▶ [STATED EXERCISE 1]:
In the bike forum thread, rewrite the paragraph beginning "Bike swaps still being held" more briefly, keeping its main facts.
▶ [STATED EXERCISE 2]:
According to the bike forum thread, what did 56 Vette welcome this week?
▶ [STATED EXERCISE 3]:
Extend the bike forum thread from where it stops.

··· TEXT EXTRACT ···

# Sunday's Show and Tell....1/15/17



## jd56 (Jan 15, 2017)

Bike swaps still being held despite the nasty weather.
Sure some are way out west where it's a bit nicer than here on the east side. But, for some it's time to bargain.
Hope you all have something to post next week.

So, let's see what classics you have found from this past week. 
Whether it be bike related or not. 
Please include pictures as we do love pictures!



Sent from my SM-N920V using Tapatalk


----------



## 56 Vette (Jan 15, 2017)

Been pretty busy lately, haven't been here in a while, no new bike stuff in a while, but I did welcome my second grand child this week. I'm sure Grandpa will have a bike ready for him when he is ready!! Joe


----------



## jd56 (Jan 15, 2017)

56 Vette said:


> Been pretty busy lately, haven't been here in a while, no new bike stuff in a while, but I did welcome my second grand child this week. I'm sure Grandpa will have a bike ready for him when he is ready!! JoeView attachment 409888



Congrats Joe. I welcomed our 1st two months ago.
Searching for those vintage toddler riders aren't as easy as I thought they would be...the search continues.
But, seriously...congrats grandpa![emoji41] 

Sent from my SM-N920V using Tapatalk


----------



## 56 Vette (Jan 15, 2017)

Thank you very much! There's just something about grandchildren that is so special I never understood until they they came! Looking forward to what the future holds for them! Joe


----------



## stoney (Jan 15, 2017)

··· INFORMATION SUPPLIED ···

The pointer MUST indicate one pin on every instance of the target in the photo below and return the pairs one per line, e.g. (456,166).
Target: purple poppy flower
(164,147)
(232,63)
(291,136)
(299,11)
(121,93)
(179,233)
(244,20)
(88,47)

···

▶ [TASK RESULT 1]:
Bike swaps continue despite bad weather. Some are far out west, where it is milder than on the east side, and for some people it's time to bargain.

▶ [TASK RESULT 2]:
A second grandchild.

▶ [TASK RESULT 3]:
Whizzer Bi lite headlight and taillight and 32" handmade metal dragster


----------



## PCHiggin (Jan 15, 2017)

56 Vette said:


> Been pretty busy lately, haven't been here in a while, no new bike stuff in a while, but I did welcome my second grand child this week. I'm sure Grandpa will have a bike ready for him when he is ready!! JoeView attachment 409888



Congratulations!


----------



## tripple3 (Jan 15, 2017)

I got a bike this week.
Original paint Black '41 Firestone Pilot (by Huffman)
Thank you @tech549 for price, packing, and service!


----------



## DonChristie (Jan 15, 2017)

Congrats 56 vette! Nice ride 333! I got a beer sign and a Shelby. I dont think i posted the shelby before?


----------



## stoney (Jan 15, 2017)

My mid-century teak credenza-bar. Just got it cleaned. Actually picked it up last week.


----------



## ivrjhnsn (Jan 15, 2017)

Scored some nice wood rims , which I believe are new old stock K&C  rims. Used on Ivers..triple pinstriped.. Me happy


----------



## stoney (Jan 15, 2017)

ivrjhnsn said:


> Scored some nice wood rims , which I believe are new old stock K&C  rims. Used on Ivers..triple pinstriped.. Me happy
> 
> View attachment 409957
> 
> ...




Love the original patina


----------



## King Louie (Jan 15, 2017)

All American Collector Show in Glendale , Cal yielded some new treasures for me and my Wife , 1954 American Flyer Mountaineer Train set in original shipping carton and insert box complete , 1950s 275 watt ZW transformer and finally a huge Barbie collection to add to my wife's 1960s Vintage Barbie Collection


----------



## stoney (Jan 15, 2017)

I used to deal in vintage toys, I have never seen that many Barbies in one place before.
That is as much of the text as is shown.